Current source across the nodes (st)

Suppose we now connect a current source of value \(i_{s,t}\) across nodes (st), Fig. 3. Let \(v_{s,t}\) be the voltage across s and t. Then the electrical distance between s and t, denoted as \(r_{s,t}\) is defined as

$$\begin{aligned} r_{s,t}=\frac{v_{s,t}}{i_{s,t}}. \end{aligned}$$
(3)

We now proceed to show how to evaluate \(r_{s,t}\) across all pairs of nodes s and t. Note that definition of \(r_{s,t}\) does not require that s and t be connected by edge (st) in the network N. Suppose we now connect a current source of value \(i_s\) across the vertices o and for each \(s\in \{1,2,\ldots ,n\}\), as shown in Fig. 4. Note that the current flows from node o to node s. Let \(v_s\) denote the voltage from node s to node o. If we let \(V=\begin{bmatrix} v_1\\\vdots \\v_n \end{bmatrix}\) and \(I=\begin{bmatrix} i_1\\\vdots \\i_n \end{bmatrix}\), then the matrix Z represents the relation between V and I as

$$\begin{aligned} \begin{bmatrix} v_1\\\vdots \\v_n \end{bmatrix}=Z \begin{bmatrix} i_1\\\vdots \\i_n \end{bmatrix} \end{aligned}$$
(4)

***

• WORK TO BE COMPLETED
Output the passage on electrical distance between nodes in full, with no changes. The lines that come after this passage are separate material.

Data entries
***

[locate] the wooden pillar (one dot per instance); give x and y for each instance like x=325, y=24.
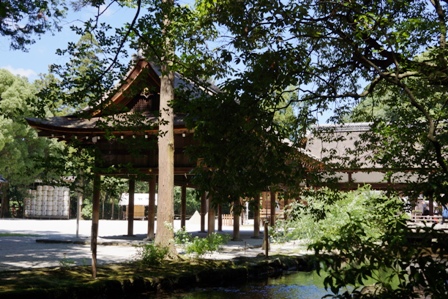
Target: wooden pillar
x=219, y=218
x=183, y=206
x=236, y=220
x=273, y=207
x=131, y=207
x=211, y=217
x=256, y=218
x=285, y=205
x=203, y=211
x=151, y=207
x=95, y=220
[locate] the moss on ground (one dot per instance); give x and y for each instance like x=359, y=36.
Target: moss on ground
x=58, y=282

***

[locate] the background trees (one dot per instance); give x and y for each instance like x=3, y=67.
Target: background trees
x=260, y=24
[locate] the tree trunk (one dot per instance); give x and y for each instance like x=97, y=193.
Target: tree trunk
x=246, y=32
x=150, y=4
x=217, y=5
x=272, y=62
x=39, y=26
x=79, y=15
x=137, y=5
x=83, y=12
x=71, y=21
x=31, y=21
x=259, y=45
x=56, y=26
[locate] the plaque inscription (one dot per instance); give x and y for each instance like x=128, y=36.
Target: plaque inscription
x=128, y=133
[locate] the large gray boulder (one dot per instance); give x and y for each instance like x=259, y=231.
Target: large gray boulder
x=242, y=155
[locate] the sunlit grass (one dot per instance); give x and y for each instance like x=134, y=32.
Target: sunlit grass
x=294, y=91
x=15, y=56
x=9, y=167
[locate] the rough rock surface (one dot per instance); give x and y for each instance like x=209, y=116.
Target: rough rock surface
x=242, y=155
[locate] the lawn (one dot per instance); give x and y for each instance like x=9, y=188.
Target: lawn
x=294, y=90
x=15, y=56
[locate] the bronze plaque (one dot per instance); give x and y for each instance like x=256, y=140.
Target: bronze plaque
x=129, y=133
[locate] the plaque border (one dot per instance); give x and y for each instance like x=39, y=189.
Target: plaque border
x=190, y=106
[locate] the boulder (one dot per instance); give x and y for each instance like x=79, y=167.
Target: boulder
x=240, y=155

***

• EXPECTED ANSWER
Current source across the nodes (st)

Suppose we now connect a current source of value \(i_{s,t}\) across nodes (st), Fig. 3. Let \(v_{s,t}\) be the voltage across s and t. Then the electrical distance between s and t, denoted as \(r_{s,t}\) is defined as

$$\begin{aligned} r_{s,t}=\frac{v_{s,t}}{i_{s,t}}. \end{aligned}$$
(3)

We now proceed to show how to evaluate \(r_{s,t}\) across all pairs of nodes s and t. Note that definition of \(r_{s,t}\) does not require that s and t be connected by edge (st) in the network N. Suppose we now connect a current source of value \(i_s\) across the vertices o and for each \(s\in \{1,2,\ldots ,n\}\), as shown in Fig. 4. Note that the current flows from node o to node s. Let \(v_s\) denote the voltage from node s to node o. If we let \(V=\begin{bmatrix} v_1\\\vdots \\v_n \end{bmatrix}\) and \(I=\begin{bmatrix} i_1\\\vdots \\i_n \end{bmatrix}\), then the matrix Z represents the relation between V and I as

$$\begin{aligned} \begin{bmatrix} v_1\\\vdots \\v_n \end{bmatrix}=Z \begin{bmatrix} i_1\\\vdots \\i_n \end{bmatrix} \end{aligned}$$
(4)